◆ What this exercise asks ◆
**a)** Answer these questions using the passage on Bjuröklubb:
(i) On which body of water does Bjuröklubb lie?
(ii) Since what year has the weather station kept precipitation data?
(iii) In what year did the weather station slightly change position?
**b)** Transcribe the Bjuröklubb passage from "Bjuröklubb is a" up to and including "its monthly reports.".
**c)** Go on with the passage about Bjuröklubb, beginning right after its final sentence.

START Text passage

Bjuröklubb is a peninsula hosting a lighthouse and a nature reserve on the Bothnian Bay in Skellefteå Municipality in Västerbotten County in northern Sweden.

==Climate==
Bjuröklubb hosts an SMHI weather station, with a permanent record for maximum and minimum temperatures in the open data since 1951, although it has been active for overall monthly means on record since 1878 and for precipitation since 1879. It underwent a slight change of position in 1995. In spite of this, SMHI still lists all weather records for Bjuröklubb as uninterrupted from 1901 onwards in its monthly reports.

END Text passage
START Record set

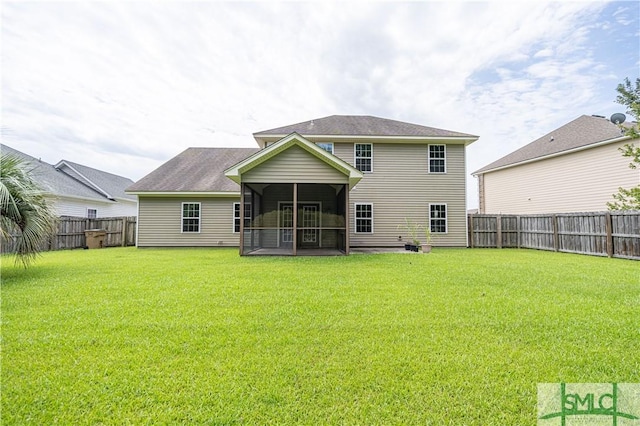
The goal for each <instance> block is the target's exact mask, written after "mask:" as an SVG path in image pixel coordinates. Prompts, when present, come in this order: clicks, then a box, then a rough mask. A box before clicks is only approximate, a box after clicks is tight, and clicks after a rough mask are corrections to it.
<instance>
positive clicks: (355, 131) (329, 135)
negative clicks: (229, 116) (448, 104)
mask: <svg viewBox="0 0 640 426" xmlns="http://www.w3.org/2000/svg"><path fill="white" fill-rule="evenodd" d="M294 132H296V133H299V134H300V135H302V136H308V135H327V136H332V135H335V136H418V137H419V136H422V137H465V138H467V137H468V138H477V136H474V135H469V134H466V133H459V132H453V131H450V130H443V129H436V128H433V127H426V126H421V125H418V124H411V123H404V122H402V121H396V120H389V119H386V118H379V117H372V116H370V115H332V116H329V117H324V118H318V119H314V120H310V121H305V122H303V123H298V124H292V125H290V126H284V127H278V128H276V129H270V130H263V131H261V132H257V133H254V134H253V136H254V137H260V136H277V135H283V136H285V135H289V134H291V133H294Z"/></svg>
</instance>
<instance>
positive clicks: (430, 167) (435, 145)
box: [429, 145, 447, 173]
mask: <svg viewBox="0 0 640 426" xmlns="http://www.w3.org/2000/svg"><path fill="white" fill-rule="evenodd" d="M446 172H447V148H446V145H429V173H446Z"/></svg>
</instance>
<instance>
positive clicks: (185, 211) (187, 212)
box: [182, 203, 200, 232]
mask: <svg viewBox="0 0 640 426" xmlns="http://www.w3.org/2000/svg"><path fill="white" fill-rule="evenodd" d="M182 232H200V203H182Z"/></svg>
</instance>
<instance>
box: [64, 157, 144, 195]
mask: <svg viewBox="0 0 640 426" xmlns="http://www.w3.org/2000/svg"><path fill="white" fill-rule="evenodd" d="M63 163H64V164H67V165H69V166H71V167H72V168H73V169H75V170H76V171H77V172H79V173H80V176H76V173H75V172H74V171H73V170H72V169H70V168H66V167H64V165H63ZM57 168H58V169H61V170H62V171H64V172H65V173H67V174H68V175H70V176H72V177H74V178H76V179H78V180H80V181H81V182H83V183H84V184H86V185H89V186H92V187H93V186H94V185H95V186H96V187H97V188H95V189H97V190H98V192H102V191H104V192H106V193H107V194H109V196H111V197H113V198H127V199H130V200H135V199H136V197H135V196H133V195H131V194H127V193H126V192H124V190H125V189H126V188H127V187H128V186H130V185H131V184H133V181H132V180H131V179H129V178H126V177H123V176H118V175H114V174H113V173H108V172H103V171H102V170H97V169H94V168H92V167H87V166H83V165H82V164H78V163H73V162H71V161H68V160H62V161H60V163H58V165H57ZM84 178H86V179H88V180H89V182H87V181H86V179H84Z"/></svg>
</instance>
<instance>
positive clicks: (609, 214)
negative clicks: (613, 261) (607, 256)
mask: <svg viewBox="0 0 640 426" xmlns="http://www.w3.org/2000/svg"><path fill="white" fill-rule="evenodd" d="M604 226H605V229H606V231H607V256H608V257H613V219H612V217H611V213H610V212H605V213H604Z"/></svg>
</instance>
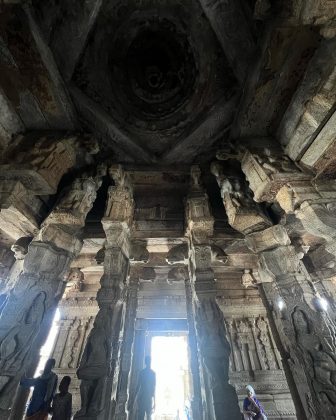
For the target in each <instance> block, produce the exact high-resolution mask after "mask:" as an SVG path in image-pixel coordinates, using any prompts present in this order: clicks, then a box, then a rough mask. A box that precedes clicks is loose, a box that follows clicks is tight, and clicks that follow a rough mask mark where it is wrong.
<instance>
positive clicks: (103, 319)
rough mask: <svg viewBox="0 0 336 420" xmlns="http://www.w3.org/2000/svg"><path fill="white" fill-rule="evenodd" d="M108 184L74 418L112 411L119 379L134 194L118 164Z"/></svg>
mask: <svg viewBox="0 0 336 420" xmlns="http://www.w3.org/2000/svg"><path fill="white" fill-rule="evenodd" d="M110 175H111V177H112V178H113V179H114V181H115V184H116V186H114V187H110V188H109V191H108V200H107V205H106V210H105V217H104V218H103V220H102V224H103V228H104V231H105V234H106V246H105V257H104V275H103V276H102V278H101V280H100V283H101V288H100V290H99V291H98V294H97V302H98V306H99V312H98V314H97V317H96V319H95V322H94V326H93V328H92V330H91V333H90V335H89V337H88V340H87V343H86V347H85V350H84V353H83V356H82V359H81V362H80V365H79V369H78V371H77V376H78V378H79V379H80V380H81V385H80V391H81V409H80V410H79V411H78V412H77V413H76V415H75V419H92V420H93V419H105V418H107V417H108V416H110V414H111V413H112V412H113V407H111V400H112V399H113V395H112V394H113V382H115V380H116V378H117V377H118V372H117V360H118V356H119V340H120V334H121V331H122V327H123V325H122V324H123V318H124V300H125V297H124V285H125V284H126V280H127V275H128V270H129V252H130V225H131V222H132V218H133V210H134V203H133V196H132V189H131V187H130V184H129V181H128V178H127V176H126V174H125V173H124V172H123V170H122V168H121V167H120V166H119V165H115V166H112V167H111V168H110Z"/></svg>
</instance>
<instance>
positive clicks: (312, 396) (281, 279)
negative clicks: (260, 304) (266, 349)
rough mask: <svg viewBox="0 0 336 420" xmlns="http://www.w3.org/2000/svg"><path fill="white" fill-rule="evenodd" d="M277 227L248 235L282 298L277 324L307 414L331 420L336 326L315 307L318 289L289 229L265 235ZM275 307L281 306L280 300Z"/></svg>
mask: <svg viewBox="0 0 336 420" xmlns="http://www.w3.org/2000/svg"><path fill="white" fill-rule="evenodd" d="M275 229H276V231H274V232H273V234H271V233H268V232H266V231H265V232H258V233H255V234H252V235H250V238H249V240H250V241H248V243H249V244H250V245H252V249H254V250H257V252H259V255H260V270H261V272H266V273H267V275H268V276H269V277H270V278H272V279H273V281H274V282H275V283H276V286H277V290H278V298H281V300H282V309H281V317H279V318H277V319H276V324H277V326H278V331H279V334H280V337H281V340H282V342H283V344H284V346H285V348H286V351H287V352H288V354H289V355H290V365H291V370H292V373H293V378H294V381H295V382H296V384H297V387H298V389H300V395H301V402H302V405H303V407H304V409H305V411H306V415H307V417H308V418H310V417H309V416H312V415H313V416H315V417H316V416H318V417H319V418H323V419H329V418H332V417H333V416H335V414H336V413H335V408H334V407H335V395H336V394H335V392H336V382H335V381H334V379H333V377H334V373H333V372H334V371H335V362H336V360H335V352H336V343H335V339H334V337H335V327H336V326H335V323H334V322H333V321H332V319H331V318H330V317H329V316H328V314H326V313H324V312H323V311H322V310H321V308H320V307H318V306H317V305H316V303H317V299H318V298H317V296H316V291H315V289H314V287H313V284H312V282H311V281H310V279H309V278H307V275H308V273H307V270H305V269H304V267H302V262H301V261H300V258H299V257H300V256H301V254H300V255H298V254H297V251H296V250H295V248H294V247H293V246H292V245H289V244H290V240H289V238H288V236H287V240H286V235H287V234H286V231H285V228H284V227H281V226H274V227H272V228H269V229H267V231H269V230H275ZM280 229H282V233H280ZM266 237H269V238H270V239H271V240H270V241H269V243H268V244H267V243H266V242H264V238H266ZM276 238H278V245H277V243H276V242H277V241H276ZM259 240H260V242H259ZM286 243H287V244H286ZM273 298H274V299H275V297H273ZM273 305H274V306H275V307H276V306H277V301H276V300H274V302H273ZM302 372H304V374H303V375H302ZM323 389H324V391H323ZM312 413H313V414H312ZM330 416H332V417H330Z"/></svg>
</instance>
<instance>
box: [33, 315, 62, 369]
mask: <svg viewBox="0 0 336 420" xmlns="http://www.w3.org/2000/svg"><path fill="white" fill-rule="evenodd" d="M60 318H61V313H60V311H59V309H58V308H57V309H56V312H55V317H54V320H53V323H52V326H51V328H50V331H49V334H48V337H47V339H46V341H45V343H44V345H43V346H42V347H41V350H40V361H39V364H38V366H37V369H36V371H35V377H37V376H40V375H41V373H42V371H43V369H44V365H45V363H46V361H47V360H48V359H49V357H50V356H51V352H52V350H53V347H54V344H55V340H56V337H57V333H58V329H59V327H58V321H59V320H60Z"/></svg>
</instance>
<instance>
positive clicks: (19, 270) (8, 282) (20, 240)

END Record set

◆ Answers to this exercise ◆
**a)**
(i) The Bothnian Bay
(ii) 1879
(iii) 1995

**b)**
Bjuröklubb is a peninsula hosting a lighthouse and a nature reserve on the Bothnian Bay in Skellefteå Municipality in Västerbotten County in northern Sweden.

==Climate==
Bjuröklubb hosts an SMHI weather station, with a permanent record for maximum and minimum temperatures in the open data since 1951, although it has been active for overall monthly means on record since 1878 and for precipitation since 1879. It underwent a slight change of position in 1995. In spite of this, SMHI still lists all weather records for Bjuröklubb as uninterrupted from 1901 onwards in its monthly reports.

**c)**
The climate of Bjuröklubb was classified as subarctic under the Köppen system (Dfc) during the 1961–1990 reference period, although it has been transitioning into a humid continental climate (Dfb) during the 21st century as a result of sizeable warming. Bjuröklubb has maritime influence from the Bothnian Bay retaining some warmth in late summer, unlike less shielded areas, although less so than coastal areas further south. The September mean was 8.7 C during the 1961–1990 timeframe, about two degrees colder than during the first two decades of the 21st century. Winters are also more moderated due to less interior influence, with both January and February averaging -8.1 C during 1961–1990. In spite of the winter moderation, sea ice and cold water in spring can result in individual cold extremes.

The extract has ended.